** Stated goal **
Please quote, word for word, the material that begins at the line containing "Pretty please, detect the white embroidered" and stops after the line containing "[0,238,40,277]", with both of those lines included.

▽

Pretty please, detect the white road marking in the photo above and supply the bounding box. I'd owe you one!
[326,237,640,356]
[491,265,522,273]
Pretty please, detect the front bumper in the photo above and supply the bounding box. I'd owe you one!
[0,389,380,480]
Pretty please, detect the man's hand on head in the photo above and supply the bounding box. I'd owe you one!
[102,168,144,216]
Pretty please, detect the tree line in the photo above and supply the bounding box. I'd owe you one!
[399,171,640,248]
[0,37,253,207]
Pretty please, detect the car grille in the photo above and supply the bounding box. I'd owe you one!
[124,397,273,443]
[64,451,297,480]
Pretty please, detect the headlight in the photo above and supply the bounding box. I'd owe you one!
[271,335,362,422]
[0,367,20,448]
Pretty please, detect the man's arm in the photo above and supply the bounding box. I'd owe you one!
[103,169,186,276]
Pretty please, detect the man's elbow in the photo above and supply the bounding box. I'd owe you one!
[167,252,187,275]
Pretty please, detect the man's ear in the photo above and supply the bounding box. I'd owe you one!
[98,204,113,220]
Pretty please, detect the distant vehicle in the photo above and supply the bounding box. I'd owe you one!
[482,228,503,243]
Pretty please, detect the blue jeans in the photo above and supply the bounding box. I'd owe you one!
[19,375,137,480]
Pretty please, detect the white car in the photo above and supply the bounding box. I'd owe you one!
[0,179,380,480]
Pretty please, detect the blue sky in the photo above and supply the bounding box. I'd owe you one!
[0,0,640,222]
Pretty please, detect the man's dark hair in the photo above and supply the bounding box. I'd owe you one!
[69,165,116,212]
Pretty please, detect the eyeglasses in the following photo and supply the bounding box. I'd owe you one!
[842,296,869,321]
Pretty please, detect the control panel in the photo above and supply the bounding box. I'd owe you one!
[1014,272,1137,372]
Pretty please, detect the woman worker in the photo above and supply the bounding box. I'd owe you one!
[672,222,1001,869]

△
▽

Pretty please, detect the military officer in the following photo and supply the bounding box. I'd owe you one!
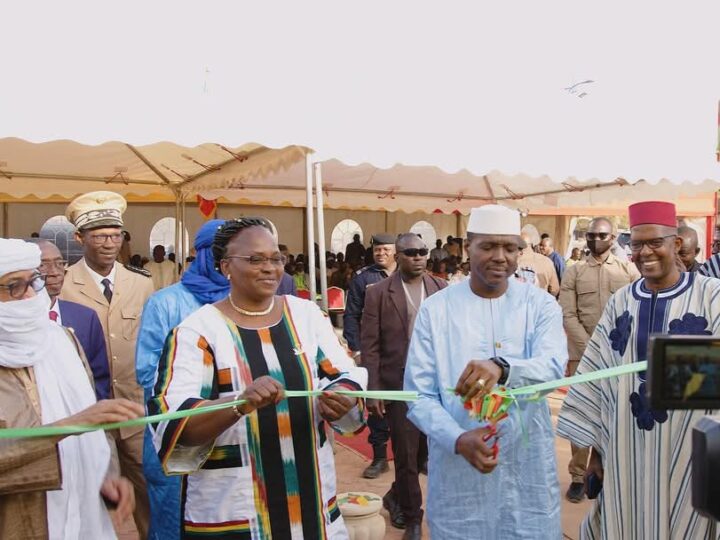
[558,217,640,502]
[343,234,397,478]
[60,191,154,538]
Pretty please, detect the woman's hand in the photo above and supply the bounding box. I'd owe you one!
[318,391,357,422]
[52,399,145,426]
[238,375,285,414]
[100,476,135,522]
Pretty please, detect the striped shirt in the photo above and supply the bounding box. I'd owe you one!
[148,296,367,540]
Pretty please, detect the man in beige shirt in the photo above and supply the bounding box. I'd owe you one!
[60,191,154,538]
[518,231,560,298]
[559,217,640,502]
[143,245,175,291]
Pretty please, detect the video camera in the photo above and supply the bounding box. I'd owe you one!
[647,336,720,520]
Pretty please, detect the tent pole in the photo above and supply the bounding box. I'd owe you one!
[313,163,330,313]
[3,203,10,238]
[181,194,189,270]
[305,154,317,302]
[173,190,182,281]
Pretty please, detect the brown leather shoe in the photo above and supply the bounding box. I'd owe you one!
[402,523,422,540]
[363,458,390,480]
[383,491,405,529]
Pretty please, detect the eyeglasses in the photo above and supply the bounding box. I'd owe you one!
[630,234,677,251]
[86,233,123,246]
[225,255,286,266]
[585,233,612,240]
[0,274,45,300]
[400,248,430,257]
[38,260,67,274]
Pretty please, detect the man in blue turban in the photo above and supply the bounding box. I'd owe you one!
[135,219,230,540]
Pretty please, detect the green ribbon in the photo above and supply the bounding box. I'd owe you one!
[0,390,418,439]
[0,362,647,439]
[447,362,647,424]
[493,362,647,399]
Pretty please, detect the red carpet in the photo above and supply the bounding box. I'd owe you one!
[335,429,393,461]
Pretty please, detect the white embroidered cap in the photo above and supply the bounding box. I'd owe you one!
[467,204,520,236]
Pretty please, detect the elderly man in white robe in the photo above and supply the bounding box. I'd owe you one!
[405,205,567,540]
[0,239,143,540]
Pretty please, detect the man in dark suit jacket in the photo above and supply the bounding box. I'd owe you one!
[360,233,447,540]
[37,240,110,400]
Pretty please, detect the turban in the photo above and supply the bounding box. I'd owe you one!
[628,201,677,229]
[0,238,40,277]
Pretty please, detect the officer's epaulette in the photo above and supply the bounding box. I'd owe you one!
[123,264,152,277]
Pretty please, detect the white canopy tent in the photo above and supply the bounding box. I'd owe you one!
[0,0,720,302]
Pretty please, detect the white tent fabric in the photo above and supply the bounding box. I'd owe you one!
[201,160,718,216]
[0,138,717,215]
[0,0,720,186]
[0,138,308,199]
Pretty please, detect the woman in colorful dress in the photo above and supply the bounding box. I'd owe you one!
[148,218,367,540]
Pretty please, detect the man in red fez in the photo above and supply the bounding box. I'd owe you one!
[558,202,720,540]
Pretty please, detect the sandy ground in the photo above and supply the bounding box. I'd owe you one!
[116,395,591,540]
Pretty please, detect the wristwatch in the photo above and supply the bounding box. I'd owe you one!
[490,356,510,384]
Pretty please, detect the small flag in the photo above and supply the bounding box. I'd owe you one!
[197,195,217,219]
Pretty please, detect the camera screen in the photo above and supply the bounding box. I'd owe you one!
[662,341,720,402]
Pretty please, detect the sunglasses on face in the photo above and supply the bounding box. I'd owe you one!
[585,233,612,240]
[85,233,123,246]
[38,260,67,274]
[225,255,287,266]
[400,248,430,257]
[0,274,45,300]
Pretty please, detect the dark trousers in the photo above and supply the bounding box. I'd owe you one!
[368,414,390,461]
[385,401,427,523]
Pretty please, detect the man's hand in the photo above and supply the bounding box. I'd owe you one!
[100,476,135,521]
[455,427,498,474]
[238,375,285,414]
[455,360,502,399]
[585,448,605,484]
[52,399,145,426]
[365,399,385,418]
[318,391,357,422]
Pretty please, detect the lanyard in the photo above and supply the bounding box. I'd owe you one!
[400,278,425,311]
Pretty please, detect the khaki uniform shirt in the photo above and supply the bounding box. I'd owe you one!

△
▽

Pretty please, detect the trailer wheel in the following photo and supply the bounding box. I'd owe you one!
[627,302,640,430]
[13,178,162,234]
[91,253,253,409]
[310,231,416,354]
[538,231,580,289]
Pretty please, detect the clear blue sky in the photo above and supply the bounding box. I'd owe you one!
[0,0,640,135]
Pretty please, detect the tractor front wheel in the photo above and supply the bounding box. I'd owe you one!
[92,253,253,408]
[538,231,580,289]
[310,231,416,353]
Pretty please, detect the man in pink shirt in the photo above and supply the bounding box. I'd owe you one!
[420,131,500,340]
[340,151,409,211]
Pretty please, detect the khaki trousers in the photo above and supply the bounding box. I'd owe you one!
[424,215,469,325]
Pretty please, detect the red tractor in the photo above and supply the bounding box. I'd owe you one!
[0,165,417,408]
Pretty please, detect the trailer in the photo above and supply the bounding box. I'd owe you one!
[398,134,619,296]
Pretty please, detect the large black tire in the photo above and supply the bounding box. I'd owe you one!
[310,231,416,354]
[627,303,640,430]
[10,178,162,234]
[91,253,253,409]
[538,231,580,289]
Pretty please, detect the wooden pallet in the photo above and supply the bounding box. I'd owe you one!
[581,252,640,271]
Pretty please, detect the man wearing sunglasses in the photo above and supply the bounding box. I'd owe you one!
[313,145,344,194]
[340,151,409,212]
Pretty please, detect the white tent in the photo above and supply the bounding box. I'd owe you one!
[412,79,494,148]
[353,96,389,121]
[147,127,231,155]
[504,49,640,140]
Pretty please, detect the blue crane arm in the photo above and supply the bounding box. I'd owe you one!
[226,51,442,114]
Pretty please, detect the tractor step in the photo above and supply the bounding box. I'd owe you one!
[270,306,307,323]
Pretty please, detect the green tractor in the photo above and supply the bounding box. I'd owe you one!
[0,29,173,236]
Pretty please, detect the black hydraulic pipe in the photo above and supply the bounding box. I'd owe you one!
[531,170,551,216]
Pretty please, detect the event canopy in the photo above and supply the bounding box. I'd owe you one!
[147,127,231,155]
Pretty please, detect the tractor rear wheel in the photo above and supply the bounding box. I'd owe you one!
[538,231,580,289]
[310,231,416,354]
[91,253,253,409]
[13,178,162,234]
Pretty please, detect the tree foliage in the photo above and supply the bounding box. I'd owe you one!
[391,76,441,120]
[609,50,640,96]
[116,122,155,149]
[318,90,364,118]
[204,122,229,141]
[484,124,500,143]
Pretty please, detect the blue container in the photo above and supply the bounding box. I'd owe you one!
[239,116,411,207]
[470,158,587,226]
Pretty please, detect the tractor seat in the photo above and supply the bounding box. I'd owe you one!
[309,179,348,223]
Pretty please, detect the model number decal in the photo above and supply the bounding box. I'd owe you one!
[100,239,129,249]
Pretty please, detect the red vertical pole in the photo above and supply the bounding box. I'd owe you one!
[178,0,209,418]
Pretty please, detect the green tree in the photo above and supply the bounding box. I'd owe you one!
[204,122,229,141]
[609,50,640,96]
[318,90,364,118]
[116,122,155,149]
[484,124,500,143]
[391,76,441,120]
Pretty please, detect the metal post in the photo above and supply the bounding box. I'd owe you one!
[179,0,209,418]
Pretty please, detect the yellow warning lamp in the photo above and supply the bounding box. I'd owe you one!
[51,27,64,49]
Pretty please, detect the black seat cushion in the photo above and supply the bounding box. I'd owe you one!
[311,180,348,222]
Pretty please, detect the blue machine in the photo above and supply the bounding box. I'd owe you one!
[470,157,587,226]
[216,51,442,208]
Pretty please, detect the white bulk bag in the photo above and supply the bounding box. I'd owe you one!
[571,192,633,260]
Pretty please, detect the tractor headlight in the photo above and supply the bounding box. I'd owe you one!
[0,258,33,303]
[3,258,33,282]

△

** Solution for this problem **
Pretty please, detect the white embroidered cap in the photo above and supply the bounding box. I'd owe you one!
[467,204,520,236]
Pretty please, detect the elderly man in white robe in the photo above and supply the bounding box. I'd owe you one!
[405,205,567,540]
[0,239,143,540]
Pretty please, detect the man in dark suit jacket in the photo above and supply the bounding box. I'd owe you one!
[360,233,447,540]
[37,240,110,400]
Pretty please, detect the turban in the photo above and supply the bounding box. I'd owe you one!
[628,201,677,229]
[0,238,40,277]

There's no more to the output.